*Textauszug*.
Auch in der Schweiz setzen die Begrifflichkeiten klare Grenzen. Direkte aktive Sterbehilfe, die gezielte, vorsätzliche Verabreichung einer Spritze, die zum Tod führt, ist durch das Strafgesetzbuch verboten. Ich frage mich, ob es nicht nur eine Sache der Konsequenz, des Realismus und wohl auch Mutes ist, einen Schritt weiterzugehen und auch die direkte aktive Sterbehilfe, ungeachtet der höheren psychologischen Hürde auch hier, moralisch und rechtlich mit den anderen Formen der Sterbehilfe gleichzusetzen.

(Quelldatensätze)
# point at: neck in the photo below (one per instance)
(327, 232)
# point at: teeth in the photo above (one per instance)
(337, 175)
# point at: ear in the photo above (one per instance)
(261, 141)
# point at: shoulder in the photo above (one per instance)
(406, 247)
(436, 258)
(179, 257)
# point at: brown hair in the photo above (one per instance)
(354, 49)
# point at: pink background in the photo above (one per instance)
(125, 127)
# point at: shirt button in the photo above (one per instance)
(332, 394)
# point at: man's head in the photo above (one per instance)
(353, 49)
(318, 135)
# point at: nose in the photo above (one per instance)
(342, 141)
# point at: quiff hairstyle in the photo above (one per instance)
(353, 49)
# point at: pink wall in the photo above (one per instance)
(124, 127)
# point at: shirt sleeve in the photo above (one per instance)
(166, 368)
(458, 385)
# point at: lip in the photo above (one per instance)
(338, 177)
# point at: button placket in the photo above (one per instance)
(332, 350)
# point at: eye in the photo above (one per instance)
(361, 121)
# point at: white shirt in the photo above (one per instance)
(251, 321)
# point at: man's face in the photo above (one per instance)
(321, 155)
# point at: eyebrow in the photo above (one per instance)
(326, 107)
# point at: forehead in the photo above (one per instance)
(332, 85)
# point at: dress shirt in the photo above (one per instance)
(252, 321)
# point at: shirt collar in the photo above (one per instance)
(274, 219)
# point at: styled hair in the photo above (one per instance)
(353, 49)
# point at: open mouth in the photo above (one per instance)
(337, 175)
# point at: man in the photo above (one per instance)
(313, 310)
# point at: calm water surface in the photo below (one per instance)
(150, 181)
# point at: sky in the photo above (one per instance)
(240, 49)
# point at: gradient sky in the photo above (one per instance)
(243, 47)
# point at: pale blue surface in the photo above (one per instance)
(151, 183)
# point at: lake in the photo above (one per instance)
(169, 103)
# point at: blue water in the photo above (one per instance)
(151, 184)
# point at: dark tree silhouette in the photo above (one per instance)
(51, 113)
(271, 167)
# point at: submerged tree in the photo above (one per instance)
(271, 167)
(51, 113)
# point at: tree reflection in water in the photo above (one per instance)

*Aufgabe*.
Beantworten Sie anhand des Textauszugs zur Sterbehilfe diese Fragen:
1. Durch welches Gesetz ist die direkte aktive Sterbehilfe in der Schweiz verboten?
2. Wie wird die direkte aktive Sterbehilfe im Textauszug umschrieben?
3. Als Sache welcher drei Dinge könnte es laut der Frage im Text gelten, einen Schritt weiterzugehen?

*Lösung*.
1. Durch das Strafgesetzbuch.
2. Als die gezielte, vorsätzliche Verabreichung einer Spritze, die zum Tod führt.
3. Der Konsequenz, des Realismus und wohl auch des Mutes.